§ **Exercise aim**
From the line containing "the white ice" down to the last line of the records below, copy every line exactly. Leave out everything before it.

§ **Dataset records**

────

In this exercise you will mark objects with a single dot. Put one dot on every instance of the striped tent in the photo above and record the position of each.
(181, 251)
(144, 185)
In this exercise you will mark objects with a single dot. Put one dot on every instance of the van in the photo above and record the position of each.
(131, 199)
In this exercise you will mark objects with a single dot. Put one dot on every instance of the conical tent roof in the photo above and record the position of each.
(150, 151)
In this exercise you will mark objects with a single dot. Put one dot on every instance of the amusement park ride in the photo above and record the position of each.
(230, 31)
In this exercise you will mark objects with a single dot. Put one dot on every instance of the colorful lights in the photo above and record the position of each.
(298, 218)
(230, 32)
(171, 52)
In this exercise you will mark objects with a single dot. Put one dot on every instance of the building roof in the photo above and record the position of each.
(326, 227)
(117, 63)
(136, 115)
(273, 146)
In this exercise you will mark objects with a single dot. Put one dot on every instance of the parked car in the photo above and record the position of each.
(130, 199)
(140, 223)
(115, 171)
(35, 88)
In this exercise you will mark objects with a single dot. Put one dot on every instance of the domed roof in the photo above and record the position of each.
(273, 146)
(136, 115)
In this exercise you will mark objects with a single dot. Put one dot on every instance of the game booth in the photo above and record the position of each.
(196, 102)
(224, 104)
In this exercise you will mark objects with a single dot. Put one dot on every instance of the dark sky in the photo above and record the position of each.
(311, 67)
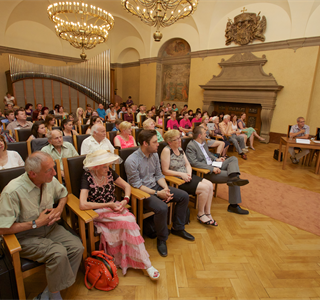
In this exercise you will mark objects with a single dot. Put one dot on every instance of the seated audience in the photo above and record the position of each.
(129, 116)
(185, 125)
(58, 149)
(116, 125)
(142, 112)
(197, 117)
(26, 210)
(301, 131)
(117, 225)
(144, 172)
(9, 117)
(28, 109)
(199, 156)
(93, 120)
(35, 113)
(112, 115)
(8, 159)
(237, 141)
(209, 134)
(7, 137)
(173, 122)
(249, 131)
(125, 138)
(44, 113)
(96, 141)
(217, 132)
(150, 124)
(175, 163)
(67, 128)
(38, 130)
(20, 122)
(49, 122)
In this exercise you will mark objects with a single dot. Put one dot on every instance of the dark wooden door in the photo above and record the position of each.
(253, 112)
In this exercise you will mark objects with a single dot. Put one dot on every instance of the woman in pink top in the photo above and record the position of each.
(173, 123)
(197, 118)
(125, 138)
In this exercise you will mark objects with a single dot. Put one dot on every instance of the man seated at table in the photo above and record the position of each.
(26, 210)
(59, 149)
(301, 131)
(96, 141)
(199, 156)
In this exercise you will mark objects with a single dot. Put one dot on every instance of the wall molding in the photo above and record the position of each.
(24, 52)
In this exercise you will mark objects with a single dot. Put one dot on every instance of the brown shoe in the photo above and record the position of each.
(243, 156)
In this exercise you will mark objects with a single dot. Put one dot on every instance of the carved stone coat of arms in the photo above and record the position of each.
(245, 28)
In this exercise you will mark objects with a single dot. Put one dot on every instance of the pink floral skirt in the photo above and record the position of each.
(120, 237)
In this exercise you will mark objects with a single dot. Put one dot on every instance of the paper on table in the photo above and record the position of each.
(303, 141)
(217, 164)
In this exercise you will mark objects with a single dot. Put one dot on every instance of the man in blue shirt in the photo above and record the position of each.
(101, 112)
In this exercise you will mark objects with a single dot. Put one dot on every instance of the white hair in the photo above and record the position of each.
(49, 133)
(34, 161)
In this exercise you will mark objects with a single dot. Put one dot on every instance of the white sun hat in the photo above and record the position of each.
(101, 157)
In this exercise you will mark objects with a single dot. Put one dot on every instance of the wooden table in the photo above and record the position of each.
(292, 143)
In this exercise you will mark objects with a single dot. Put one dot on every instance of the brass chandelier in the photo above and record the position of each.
(160, 12)
(81, 25)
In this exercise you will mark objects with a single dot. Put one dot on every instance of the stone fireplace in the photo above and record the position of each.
(242, 80)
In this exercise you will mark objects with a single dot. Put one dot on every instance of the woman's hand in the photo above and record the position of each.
(186, 177)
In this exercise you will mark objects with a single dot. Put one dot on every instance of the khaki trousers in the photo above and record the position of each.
(59, 249)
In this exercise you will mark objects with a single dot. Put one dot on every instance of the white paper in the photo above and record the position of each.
(302, 141)
(217, 164)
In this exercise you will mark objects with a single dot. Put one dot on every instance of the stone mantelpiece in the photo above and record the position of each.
(242, 80)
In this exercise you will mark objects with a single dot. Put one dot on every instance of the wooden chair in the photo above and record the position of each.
(22, 134)
(138, 194)
(24, 268)
(20, 147)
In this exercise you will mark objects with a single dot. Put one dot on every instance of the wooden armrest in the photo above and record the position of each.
(85, 215)
(12, 243)
(204, 171)
(174, 180)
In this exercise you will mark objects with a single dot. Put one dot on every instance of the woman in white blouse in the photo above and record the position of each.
(8, 159)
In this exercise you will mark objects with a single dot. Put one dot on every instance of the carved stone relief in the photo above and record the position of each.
(242, 80)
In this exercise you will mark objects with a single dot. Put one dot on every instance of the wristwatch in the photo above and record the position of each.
(34, 225)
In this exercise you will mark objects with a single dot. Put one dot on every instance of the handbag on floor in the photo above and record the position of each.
(101, 272)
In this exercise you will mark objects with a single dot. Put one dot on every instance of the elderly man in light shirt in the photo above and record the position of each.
(96, 141)
(59, 149)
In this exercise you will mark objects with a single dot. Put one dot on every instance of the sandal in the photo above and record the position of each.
(208, 222)
(214, 221)
(153, 273)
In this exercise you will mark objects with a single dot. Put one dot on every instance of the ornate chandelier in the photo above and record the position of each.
(82, 26)
(160, 12)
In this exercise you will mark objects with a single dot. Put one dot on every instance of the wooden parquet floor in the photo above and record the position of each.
(245, 257)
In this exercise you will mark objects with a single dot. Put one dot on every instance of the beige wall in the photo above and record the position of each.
(148, 84)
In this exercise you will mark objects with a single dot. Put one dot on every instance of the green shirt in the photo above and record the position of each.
(67, 150)
(22, 201)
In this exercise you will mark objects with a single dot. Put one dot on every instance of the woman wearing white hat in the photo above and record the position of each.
(120, 234)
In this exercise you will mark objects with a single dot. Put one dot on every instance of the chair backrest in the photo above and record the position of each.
(80, 138)
(38, 144)
(7, 175)
(161, 147)
(22, 134)
(109, 126)
(136, 132)
(124, 154)
(289, 128)
(111, 135)
(73, 179)
(20, 147)
(184, 143)
(69, 139)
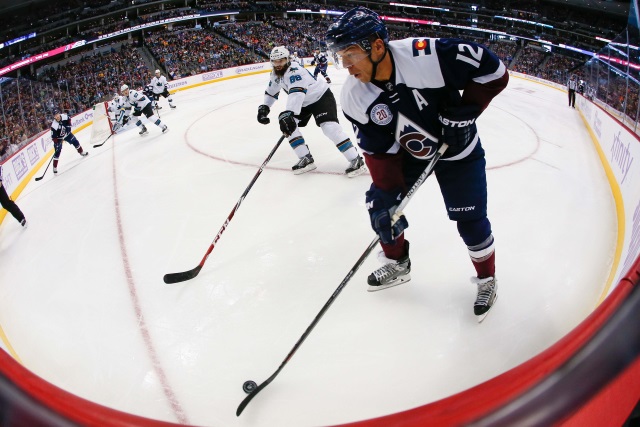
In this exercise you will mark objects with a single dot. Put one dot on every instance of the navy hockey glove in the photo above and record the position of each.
(287, 122)
(263, 112)
(381, 206)
(459, 125)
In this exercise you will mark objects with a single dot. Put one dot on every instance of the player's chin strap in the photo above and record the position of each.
(375, 63)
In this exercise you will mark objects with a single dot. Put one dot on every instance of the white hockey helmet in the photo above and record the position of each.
(279, 52)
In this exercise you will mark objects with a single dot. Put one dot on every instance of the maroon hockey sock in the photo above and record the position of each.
(486, 267)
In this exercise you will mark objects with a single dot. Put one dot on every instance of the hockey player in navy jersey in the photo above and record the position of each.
(403, 99)
(320, 61)
(61, 131)
(306, 97)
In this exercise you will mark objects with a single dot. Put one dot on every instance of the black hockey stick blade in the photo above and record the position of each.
(251, 395)
(182, 276)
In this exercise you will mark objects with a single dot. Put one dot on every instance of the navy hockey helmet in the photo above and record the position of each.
(356, 27)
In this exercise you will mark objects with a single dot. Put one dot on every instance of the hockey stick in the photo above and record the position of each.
(250, 386)
(103, 142)
(45, 170)
(190, 274)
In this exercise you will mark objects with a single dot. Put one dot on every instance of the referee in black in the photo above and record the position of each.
(572, 85)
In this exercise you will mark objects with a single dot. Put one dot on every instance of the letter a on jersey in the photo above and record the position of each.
(417, 141)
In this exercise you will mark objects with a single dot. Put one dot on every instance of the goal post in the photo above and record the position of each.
(102, 126)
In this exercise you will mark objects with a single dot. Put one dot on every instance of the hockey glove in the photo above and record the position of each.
(287, 122)
(263, 112)
(459, 125)
(381, 206)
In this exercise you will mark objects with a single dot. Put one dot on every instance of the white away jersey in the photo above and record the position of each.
(303, 89)
(159, 84)
(136, 99)
(428, 75)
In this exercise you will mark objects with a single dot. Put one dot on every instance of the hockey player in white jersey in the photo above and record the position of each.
(306, 97)
(121, 112)
(160, 88)
(296, 58)
(406, 98)
(141, 104)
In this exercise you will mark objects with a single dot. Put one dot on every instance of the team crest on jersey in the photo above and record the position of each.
(417, 141)
(381, 114)
(421, 47)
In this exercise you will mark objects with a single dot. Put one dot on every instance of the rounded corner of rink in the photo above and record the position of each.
(83, 303)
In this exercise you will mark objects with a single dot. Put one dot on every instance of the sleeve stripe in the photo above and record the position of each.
(491, 77)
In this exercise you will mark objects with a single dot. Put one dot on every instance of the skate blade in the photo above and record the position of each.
(486, 313)
(306, 169)
(357, 172)
(380, 288)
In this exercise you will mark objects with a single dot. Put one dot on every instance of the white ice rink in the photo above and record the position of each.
(83, 303)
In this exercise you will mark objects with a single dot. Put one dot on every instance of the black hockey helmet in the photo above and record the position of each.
(356, 27)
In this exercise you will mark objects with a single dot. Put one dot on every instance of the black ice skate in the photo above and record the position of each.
(487, 296)
(393, 273)
(356, 167)
(305, 164)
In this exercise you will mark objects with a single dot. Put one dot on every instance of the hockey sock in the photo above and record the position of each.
(485, 267)
(395, 250)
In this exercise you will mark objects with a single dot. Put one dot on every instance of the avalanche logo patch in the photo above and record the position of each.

────

§ **Solved problem**
In this exercise you will mark objects with a single dot. Put one dot on every instance of the white ice rink in the photo above and record the position of each.
(83, 303)
In this exercise you will mark objects with a single dot. Put one dot on every instance of the black hockey helmet in the photo above and record the position of each.
(356, 27)
In this exercise you will mark objects with a single dot. Put one dot on every instance of the black ice skate in the photo above and record the position of each.
(487, 296)
(393, 273)
(356, 167)
(305, 164)
In this exercise you will mark objects with a single dot. Put one dot on every instance of the hockey sock in the photo above and record the position of each.
(485, 267)
(395, 250)
In this exercise you will mark objects with a single dot. Put one dot on every instance of the avalanche logo patch in the photo above and record the position of each.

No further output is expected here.